### What you should do
How many lines in the data below contain the string "window"? Matching is case-sensitive. Reply with the number only.

Location identification items:
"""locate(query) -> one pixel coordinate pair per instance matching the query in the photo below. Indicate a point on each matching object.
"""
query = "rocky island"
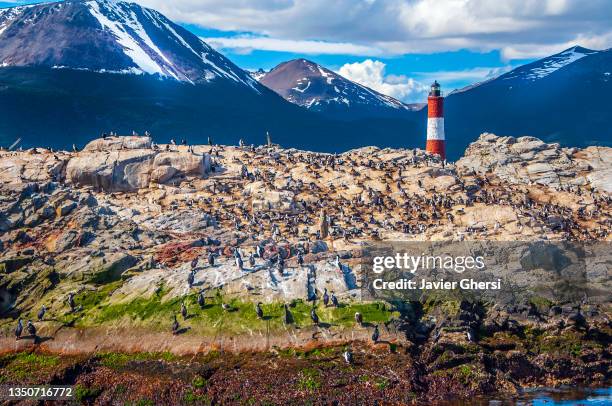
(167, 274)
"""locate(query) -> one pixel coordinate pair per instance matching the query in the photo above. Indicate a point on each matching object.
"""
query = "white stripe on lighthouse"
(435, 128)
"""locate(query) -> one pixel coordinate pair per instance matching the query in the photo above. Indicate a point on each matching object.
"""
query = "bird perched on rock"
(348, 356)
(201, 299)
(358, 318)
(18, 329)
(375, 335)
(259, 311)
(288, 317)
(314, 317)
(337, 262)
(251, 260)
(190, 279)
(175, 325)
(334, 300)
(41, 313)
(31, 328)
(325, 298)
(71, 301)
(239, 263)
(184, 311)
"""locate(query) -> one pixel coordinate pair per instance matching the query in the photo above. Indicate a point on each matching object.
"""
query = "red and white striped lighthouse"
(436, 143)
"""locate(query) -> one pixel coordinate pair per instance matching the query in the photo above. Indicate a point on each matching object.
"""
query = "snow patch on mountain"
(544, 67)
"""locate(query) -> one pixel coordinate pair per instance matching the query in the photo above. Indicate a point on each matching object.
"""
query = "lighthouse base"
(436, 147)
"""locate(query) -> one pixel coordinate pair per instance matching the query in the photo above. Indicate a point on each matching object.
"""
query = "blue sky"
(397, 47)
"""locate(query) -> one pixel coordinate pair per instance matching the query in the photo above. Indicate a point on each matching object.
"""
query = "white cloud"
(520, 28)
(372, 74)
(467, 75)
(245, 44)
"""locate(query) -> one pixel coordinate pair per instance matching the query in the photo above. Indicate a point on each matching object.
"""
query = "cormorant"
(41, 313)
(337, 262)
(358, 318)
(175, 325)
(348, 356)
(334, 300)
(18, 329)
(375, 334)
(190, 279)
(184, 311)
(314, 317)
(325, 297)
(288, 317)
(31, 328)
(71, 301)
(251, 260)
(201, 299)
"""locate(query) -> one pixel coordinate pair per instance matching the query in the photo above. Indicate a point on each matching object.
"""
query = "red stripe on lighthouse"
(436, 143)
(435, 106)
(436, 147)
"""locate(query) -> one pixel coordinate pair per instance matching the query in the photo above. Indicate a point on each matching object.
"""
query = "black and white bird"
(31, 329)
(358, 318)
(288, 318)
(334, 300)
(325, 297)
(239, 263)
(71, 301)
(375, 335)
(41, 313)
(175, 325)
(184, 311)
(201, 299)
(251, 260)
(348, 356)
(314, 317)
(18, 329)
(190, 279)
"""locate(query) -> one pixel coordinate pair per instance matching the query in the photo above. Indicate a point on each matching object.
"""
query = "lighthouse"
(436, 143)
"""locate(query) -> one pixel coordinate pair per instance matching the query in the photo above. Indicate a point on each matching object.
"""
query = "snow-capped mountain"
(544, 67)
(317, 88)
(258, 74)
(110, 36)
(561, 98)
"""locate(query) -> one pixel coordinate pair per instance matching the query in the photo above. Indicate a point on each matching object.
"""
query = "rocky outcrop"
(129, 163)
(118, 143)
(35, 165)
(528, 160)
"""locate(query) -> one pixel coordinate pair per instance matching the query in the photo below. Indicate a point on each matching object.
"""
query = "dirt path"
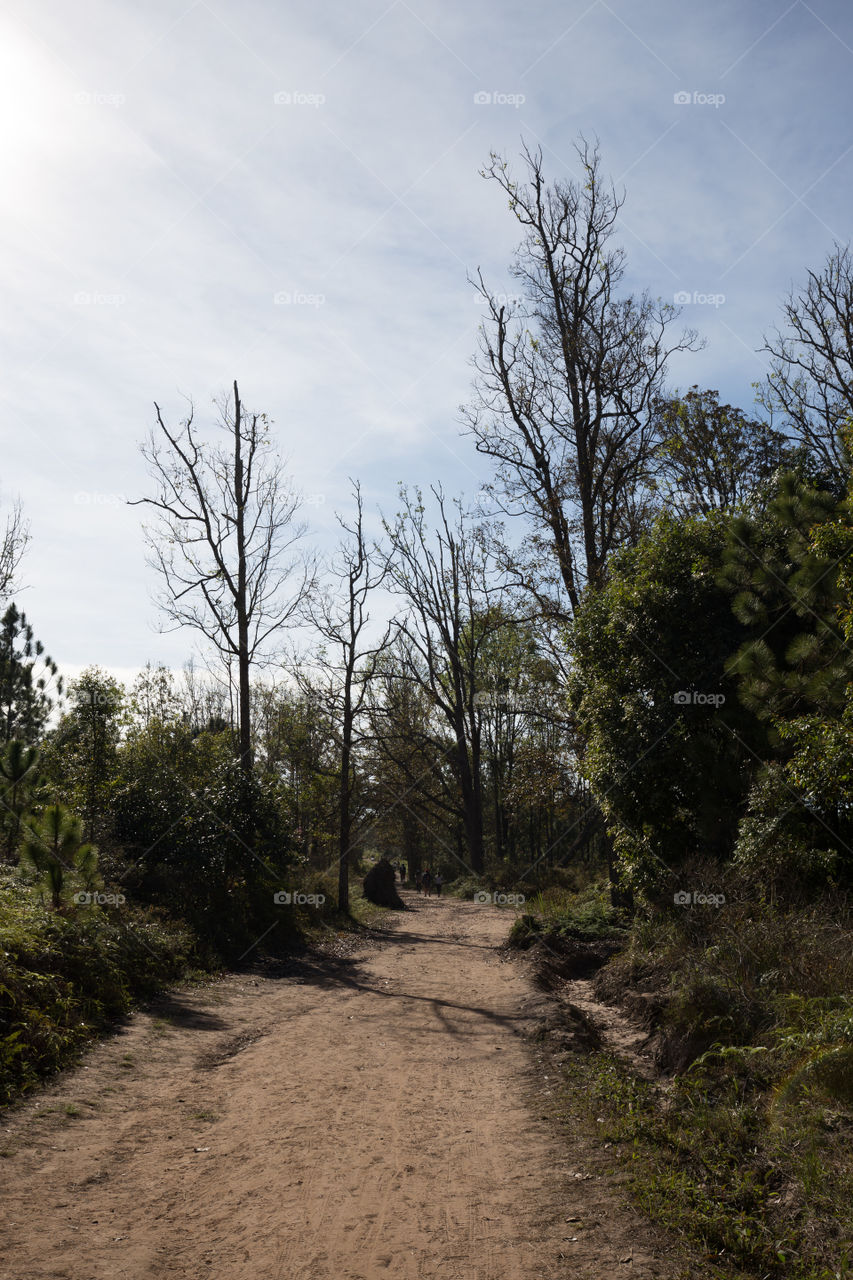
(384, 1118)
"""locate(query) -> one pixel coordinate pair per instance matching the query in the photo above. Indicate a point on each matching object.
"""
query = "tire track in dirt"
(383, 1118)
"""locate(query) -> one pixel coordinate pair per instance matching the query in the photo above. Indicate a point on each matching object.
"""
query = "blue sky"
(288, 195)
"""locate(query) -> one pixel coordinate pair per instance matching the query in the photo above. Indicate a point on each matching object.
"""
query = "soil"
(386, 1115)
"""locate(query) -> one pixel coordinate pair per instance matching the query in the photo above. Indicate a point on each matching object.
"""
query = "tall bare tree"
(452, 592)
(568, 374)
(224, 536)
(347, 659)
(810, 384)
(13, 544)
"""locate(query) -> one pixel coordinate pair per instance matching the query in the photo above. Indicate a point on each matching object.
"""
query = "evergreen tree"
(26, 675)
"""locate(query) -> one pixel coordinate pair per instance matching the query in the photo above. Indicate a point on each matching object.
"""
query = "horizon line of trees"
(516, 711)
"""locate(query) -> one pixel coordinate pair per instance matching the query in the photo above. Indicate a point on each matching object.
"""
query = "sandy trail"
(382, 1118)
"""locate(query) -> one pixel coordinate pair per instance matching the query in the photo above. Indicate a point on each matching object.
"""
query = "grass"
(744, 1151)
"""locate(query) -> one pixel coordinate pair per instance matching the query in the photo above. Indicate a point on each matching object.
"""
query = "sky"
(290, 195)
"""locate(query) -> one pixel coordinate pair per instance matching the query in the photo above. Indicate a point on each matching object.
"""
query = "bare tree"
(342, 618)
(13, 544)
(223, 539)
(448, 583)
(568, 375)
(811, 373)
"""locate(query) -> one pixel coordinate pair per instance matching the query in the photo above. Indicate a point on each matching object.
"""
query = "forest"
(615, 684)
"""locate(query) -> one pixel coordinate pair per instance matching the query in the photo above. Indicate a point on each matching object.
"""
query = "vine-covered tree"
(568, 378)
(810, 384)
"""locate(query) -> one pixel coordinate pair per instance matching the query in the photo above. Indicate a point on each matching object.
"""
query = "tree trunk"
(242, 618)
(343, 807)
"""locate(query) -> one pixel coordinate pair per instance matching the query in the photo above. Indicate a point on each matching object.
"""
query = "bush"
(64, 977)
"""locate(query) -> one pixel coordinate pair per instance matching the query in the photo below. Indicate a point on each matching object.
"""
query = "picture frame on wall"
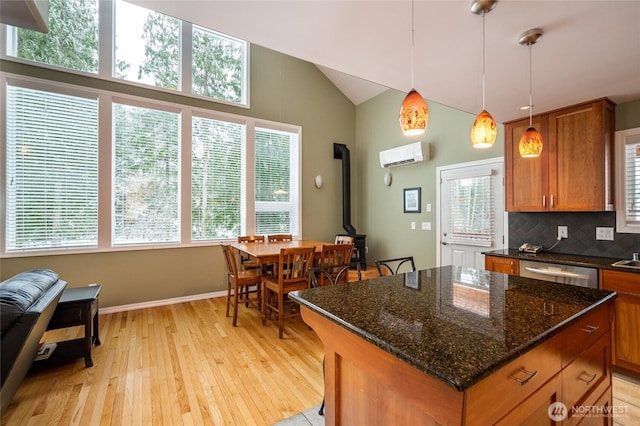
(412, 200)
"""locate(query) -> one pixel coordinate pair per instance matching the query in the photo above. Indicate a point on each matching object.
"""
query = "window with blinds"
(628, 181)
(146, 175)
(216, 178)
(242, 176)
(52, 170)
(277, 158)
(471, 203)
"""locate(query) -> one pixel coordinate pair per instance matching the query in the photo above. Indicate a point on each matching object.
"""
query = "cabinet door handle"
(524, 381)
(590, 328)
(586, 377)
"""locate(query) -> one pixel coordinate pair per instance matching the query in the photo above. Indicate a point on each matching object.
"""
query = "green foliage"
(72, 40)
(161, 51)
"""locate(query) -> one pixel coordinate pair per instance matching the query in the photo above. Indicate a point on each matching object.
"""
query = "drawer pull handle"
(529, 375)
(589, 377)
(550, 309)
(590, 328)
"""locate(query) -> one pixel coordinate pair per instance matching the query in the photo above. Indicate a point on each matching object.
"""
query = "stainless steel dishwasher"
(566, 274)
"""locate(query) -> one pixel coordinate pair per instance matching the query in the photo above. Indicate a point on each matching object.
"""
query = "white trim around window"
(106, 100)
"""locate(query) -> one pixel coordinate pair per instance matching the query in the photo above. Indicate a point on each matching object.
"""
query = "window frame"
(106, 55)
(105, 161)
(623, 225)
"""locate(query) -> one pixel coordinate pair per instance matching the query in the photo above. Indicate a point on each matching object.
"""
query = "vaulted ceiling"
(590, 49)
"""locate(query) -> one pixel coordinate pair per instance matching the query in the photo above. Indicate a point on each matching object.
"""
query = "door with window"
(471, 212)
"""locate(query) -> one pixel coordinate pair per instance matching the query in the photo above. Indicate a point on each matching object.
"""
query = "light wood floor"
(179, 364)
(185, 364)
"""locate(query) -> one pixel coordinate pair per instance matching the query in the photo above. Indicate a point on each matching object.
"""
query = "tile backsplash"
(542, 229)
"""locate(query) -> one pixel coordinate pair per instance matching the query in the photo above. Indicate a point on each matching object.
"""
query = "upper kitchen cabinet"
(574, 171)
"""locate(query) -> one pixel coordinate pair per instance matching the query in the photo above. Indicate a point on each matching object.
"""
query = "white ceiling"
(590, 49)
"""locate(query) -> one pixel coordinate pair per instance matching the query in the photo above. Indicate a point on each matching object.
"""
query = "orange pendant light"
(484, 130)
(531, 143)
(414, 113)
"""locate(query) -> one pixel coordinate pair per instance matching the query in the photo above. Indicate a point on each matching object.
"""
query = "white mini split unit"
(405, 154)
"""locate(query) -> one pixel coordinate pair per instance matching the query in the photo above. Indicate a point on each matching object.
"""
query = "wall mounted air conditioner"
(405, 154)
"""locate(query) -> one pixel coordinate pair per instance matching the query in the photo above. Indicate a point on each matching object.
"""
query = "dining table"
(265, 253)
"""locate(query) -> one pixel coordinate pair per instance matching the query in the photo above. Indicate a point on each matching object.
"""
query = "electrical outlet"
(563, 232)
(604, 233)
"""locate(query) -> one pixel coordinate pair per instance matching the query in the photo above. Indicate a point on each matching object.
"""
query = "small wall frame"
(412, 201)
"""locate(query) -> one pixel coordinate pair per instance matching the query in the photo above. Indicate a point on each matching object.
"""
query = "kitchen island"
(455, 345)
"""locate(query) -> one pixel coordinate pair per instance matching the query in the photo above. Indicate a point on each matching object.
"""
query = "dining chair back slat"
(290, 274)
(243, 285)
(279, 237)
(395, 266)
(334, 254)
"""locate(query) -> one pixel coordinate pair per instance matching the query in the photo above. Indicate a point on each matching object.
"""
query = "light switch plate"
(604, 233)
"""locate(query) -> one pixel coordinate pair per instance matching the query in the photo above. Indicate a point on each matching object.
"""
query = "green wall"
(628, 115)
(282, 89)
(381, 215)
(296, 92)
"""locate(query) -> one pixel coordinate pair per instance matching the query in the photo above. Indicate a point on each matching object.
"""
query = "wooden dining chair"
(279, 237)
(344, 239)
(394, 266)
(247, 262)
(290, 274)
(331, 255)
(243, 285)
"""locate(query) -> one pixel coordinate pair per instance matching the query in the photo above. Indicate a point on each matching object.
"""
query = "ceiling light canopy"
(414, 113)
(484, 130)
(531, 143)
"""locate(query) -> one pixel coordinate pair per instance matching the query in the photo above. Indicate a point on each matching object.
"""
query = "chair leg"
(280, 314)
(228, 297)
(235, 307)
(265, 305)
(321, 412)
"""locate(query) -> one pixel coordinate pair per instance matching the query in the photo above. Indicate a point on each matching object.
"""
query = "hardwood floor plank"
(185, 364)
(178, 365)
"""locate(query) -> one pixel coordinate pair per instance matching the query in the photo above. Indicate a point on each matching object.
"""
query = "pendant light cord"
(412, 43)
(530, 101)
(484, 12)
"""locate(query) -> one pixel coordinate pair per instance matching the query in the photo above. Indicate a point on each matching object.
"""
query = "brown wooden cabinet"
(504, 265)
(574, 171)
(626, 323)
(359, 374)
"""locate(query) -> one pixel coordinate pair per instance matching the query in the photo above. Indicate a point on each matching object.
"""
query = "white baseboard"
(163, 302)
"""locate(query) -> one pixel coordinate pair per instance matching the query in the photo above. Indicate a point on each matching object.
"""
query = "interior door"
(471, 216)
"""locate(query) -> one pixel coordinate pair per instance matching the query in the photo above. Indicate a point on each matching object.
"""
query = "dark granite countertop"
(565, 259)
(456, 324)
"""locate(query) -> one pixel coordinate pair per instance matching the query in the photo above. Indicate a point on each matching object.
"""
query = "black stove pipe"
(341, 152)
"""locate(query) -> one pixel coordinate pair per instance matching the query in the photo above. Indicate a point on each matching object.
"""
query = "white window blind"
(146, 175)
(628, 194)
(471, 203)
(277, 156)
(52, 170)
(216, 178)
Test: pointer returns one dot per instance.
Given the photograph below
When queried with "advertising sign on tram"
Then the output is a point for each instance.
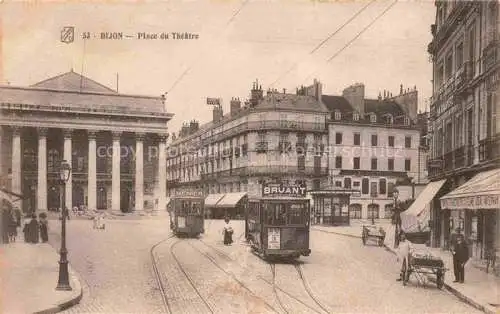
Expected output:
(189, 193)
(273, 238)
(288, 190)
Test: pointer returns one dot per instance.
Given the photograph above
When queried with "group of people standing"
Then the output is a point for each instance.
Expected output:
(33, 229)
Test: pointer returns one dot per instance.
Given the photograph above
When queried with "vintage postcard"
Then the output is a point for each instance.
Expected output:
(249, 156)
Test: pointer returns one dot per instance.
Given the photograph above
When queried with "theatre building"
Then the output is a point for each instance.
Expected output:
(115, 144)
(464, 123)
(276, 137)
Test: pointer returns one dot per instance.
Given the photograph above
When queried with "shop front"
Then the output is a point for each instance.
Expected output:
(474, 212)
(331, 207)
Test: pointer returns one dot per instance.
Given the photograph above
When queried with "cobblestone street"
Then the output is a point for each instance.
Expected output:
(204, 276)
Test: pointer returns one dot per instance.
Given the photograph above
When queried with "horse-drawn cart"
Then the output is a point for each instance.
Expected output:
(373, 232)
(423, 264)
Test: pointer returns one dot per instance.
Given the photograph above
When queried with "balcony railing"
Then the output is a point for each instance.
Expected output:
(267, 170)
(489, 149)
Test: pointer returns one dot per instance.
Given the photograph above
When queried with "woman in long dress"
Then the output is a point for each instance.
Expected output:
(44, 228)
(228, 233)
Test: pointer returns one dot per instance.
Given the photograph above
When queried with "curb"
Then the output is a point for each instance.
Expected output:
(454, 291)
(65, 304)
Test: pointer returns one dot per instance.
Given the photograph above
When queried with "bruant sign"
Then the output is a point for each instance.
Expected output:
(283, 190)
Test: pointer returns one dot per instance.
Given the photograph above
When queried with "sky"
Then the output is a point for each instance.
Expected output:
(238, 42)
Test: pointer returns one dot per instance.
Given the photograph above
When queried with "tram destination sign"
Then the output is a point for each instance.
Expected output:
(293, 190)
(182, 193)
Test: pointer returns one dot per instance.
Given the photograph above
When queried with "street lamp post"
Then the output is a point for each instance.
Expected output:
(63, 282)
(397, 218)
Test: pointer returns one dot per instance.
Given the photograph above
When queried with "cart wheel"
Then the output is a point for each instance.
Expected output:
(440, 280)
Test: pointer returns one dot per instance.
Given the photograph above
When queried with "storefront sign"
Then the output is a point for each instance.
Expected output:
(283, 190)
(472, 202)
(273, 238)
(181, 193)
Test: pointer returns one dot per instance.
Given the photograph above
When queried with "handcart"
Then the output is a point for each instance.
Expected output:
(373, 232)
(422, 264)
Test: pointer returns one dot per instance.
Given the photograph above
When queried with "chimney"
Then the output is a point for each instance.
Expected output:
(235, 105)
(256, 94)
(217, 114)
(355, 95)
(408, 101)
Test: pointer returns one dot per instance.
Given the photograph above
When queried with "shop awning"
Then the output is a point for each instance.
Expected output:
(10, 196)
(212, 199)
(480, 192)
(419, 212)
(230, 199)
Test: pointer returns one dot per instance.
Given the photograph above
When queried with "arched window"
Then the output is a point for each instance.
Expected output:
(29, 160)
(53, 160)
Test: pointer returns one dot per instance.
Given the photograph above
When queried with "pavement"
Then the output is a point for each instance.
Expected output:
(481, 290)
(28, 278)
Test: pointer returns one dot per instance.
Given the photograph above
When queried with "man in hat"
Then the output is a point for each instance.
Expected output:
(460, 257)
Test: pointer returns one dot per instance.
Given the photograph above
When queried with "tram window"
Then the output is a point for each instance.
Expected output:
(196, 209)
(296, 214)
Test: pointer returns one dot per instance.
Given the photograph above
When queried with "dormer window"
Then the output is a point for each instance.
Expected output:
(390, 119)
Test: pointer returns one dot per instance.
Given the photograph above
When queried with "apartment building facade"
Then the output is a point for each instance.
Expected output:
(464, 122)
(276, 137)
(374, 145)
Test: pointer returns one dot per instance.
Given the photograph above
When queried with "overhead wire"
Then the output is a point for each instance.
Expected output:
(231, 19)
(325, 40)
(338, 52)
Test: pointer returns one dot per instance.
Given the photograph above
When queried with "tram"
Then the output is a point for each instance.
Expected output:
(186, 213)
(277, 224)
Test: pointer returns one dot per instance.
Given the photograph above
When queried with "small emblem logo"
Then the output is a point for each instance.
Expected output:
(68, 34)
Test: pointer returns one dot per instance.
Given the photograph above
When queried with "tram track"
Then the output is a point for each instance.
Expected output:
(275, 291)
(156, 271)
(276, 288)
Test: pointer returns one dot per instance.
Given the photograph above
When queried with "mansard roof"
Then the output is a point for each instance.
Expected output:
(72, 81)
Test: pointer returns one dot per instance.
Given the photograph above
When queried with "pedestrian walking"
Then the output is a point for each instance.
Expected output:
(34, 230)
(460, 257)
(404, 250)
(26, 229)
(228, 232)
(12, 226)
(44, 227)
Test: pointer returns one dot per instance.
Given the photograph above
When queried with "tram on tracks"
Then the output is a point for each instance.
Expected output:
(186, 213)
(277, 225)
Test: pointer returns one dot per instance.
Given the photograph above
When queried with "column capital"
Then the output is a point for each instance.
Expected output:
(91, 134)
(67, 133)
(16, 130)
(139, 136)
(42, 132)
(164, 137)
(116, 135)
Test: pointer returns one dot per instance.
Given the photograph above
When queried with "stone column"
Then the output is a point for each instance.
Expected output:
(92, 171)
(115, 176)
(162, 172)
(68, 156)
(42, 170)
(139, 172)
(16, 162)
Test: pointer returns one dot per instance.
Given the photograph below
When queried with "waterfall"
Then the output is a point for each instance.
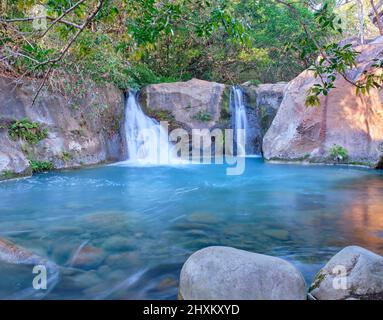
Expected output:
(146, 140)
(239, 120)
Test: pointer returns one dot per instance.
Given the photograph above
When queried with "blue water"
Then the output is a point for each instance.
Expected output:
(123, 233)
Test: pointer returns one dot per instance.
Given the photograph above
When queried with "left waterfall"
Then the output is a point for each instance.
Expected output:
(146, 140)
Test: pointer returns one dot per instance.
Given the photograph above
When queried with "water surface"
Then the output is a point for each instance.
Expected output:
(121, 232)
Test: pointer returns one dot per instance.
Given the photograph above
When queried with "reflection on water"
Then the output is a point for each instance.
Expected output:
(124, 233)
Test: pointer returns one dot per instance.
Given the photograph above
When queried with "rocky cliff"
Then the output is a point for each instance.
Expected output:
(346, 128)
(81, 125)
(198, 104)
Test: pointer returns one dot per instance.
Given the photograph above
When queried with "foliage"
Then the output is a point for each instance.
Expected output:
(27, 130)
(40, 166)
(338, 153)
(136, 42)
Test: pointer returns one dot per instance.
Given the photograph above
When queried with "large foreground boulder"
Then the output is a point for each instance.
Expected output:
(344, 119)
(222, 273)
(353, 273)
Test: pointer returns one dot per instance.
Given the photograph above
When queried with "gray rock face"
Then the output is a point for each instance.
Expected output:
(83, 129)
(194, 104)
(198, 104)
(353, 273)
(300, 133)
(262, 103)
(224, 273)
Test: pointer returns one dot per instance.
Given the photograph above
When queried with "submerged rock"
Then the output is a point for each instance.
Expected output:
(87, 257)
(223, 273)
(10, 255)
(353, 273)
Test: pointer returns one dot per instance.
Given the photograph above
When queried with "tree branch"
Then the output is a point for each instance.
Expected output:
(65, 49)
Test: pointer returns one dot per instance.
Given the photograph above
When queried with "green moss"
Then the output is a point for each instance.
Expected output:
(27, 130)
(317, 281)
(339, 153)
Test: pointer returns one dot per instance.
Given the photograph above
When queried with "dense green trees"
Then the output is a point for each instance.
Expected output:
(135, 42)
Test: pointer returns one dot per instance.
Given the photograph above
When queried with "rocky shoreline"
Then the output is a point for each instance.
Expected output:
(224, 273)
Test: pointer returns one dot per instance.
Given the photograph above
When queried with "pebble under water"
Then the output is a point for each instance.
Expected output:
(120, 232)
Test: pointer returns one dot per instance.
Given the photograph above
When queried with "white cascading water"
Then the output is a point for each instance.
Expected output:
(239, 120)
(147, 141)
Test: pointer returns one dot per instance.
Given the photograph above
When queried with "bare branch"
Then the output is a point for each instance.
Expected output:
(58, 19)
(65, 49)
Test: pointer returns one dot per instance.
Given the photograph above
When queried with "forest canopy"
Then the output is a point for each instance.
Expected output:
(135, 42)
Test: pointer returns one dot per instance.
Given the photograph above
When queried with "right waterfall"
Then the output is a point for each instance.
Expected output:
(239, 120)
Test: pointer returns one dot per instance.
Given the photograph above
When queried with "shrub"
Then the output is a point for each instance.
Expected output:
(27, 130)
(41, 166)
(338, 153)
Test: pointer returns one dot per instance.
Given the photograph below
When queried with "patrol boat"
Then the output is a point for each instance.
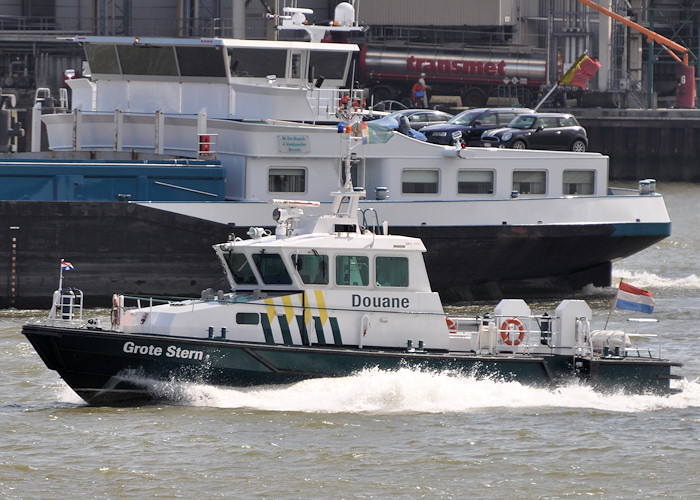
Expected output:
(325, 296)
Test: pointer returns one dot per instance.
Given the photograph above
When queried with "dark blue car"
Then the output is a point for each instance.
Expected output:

### Correct response
8